§ **Written instruction**
Return exactly the lines that run from the one containing "# test: pointer marks the vertical" to the end of the entries, with both ends included.

§ **Entries shown**
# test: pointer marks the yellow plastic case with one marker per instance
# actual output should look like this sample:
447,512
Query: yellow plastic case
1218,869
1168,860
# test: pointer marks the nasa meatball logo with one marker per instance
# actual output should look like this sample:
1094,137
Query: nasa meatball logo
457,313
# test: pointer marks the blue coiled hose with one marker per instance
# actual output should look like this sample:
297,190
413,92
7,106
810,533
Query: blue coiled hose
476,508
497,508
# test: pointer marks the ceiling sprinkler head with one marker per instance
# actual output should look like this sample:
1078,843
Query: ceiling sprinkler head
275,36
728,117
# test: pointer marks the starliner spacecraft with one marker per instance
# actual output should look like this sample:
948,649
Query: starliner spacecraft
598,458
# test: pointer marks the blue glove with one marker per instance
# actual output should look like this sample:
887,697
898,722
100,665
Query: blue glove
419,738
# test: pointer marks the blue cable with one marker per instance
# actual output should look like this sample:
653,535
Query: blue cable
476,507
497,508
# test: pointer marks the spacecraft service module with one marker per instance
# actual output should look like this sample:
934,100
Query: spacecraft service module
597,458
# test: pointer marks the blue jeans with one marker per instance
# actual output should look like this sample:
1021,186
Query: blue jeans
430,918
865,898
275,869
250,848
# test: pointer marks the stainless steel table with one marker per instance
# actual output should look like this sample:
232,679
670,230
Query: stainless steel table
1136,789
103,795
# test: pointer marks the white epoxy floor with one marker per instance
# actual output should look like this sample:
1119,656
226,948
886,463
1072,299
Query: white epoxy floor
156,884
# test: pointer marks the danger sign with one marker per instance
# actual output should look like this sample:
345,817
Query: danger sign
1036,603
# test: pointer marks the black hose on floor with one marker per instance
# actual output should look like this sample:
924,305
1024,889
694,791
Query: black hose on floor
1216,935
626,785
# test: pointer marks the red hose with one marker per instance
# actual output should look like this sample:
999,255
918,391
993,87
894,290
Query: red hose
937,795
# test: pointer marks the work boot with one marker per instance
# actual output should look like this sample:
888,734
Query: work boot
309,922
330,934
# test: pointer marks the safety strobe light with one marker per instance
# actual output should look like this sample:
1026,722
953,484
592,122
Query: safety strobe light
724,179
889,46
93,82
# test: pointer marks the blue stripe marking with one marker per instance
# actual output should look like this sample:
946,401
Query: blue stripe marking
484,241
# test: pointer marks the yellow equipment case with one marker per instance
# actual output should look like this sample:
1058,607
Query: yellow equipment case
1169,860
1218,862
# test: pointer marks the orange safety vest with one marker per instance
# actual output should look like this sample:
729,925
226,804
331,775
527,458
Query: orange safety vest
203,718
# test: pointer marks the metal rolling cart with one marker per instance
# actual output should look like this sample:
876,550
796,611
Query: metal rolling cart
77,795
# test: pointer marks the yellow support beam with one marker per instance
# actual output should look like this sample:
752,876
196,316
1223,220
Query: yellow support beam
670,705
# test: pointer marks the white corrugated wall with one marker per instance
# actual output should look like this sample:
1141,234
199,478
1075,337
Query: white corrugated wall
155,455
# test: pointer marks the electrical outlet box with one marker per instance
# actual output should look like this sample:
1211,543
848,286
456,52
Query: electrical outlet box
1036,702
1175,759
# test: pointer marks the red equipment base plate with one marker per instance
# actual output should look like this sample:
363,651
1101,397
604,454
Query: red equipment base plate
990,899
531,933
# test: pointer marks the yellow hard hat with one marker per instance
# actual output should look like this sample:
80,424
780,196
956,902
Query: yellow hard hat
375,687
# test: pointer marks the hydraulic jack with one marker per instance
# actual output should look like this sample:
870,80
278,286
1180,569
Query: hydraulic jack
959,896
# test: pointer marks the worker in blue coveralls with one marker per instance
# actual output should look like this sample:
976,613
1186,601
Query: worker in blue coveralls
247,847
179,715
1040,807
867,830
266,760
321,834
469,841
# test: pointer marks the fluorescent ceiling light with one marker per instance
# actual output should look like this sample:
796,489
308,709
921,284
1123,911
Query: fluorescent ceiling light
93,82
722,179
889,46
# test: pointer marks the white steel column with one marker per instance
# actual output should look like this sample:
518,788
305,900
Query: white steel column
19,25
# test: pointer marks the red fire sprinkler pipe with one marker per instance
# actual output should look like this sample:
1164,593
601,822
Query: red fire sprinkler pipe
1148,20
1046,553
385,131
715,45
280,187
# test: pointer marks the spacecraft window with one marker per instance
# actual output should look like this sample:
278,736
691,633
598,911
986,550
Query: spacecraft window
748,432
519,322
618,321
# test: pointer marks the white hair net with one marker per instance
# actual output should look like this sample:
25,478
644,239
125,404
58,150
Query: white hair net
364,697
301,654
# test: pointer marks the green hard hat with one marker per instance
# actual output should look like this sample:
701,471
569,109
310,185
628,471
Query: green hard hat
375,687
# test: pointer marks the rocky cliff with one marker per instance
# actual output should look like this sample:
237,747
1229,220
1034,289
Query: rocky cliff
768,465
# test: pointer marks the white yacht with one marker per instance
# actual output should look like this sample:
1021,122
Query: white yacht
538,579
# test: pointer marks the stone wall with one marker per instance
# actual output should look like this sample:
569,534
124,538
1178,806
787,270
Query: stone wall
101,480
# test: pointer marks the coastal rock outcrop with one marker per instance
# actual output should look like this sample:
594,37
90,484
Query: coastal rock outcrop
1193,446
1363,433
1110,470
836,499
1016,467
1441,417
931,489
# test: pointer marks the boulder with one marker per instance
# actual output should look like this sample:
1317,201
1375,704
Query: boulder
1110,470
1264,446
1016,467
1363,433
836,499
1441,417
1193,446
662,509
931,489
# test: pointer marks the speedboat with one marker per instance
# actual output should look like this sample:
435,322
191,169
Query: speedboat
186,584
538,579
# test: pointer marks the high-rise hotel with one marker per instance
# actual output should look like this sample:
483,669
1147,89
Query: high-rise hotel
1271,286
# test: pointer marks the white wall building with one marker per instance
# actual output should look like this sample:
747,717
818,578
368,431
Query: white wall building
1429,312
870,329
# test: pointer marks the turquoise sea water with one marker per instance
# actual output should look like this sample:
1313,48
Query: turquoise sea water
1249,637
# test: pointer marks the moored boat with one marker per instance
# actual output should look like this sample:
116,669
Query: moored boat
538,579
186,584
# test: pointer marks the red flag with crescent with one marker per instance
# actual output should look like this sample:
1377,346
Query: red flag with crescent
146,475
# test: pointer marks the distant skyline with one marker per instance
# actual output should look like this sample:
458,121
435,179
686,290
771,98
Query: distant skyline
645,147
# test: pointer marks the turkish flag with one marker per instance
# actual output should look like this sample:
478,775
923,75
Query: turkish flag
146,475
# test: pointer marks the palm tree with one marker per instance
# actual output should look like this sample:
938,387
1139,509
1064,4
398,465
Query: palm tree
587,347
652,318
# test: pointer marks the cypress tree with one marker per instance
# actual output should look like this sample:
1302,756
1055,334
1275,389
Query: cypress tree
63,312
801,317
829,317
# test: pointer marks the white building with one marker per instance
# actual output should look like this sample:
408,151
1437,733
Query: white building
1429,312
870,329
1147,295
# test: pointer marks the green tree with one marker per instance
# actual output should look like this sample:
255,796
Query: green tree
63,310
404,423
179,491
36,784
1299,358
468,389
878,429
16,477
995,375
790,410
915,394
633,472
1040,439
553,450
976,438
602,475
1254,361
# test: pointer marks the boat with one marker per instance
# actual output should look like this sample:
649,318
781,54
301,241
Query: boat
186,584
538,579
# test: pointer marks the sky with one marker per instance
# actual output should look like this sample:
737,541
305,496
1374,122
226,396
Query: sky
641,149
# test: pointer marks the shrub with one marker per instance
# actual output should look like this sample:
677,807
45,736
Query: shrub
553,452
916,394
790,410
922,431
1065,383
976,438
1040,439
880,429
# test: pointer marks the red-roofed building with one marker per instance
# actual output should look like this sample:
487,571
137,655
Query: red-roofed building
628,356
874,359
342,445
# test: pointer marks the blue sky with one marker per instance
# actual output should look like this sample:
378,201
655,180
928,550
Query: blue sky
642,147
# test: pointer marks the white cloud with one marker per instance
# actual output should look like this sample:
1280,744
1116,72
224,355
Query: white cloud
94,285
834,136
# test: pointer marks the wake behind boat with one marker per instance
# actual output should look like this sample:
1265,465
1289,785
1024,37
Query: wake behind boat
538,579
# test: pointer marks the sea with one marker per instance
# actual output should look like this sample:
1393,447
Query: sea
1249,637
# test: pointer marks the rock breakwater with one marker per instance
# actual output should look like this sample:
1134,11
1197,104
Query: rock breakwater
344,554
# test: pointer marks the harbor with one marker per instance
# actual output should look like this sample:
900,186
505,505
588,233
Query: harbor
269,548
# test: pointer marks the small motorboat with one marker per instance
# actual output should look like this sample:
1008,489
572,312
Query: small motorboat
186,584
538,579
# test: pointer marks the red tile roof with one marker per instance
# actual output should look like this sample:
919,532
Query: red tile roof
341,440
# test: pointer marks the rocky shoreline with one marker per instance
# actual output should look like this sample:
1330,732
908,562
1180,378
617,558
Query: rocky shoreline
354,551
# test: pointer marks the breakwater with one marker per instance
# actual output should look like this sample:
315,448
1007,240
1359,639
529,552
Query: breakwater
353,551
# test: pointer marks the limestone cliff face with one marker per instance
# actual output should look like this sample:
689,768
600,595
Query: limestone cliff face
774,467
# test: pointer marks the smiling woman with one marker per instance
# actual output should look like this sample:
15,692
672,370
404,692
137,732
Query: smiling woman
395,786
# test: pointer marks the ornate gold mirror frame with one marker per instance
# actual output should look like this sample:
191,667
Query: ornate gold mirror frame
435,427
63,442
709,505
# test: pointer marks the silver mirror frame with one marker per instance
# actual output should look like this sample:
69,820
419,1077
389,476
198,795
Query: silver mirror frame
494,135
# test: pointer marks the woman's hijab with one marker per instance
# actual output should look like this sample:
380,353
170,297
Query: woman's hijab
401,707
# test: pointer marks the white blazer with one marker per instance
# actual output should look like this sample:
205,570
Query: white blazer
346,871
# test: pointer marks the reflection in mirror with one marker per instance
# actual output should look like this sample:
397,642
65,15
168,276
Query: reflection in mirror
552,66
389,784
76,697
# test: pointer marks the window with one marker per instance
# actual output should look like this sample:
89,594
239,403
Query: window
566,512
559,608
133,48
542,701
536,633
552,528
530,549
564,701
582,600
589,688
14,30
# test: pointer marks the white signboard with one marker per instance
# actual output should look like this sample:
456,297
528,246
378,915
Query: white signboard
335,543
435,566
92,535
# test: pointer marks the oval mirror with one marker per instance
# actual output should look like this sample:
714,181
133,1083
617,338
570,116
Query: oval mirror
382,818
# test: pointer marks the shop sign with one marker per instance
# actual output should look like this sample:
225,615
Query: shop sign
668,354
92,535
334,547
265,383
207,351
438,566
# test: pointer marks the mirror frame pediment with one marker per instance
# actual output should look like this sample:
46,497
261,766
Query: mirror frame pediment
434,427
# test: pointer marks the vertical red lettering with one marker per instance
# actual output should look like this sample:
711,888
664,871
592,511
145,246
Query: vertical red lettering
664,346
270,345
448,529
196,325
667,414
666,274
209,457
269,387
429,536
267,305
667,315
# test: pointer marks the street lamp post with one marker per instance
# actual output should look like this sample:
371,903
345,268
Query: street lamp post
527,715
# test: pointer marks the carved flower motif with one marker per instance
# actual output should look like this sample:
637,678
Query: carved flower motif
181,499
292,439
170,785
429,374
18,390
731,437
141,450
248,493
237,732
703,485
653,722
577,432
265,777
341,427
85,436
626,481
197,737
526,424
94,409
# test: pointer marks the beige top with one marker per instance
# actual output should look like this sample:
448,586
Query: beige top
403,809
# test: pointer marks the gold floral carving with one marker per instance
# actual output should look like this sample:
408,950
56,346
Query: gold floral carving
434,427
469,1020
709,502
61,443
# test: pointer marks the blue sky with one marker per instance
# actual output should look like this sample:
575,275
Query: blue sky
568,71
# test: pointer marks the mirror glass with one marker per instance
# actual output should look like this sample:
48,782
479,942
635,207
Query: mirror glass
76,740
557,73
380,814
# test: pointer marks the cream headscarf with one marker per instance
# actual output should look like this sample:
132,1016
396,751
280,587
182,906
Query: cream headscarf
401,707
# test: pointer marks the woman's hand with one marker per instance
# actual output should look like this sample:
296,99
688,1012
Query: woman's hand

§ **Response**
# test: pointer marks the vertical red lettering with one marker per instance
# actual output should look like this sample:
711,888
664,871
592,511
145,246
Query: vertical red lettering
664,346
270,345
448,529
196,325
667,414
666,274
209,457
269,387
429,536
267,305
667,315
# test: pointer marks the street lamp post with one marker per instance
# actual output should look like this sample:
371,903
345,268
Query: street lamp post
527,715
# test: pointer marks the carved flower motif with one marker per instance
# actual output should look like this sample:
637,678
Query: carved flower motif
181,499
292,439
170,785
429,374
18,390
731,437
141,450
248,493
237,732
703,485
653,722
577,432
265,777
341,427
85,436
626,481
197,737
526,424
94,409
# test: pointer marks the beige top with one marker per instance
# actual output should look like this sample:
448,586
Query: beige top
403,809
# test: pointer marks the gold floral carving with one marker per instance
# actual output should look like this sample:
408,950
56,346
Query: gold floral carving
434,427
469,1020
709,502
61,443
# test: pointer marks the blue sky with one marker per instance
# actual output should look like this sample:
575,275
Query: blue sky
568,71
# test: pointer marks the mirror glass with one marker per instance
# actual output should look like this sample:
48,782
479,942
635,207
Query: mirror glass
76,740
557,73
380,814
# test: pointer marks the cream headscarf with one marker per instance
# actual output should look like this sample:
132,1016
396,751
280,587
182,906
Query: cream headscarf
401,707
# test: pointer marks the woman's hand with one marker per instance
# actual output should look like this sample:
296,99
688,1012
Query: woman's hand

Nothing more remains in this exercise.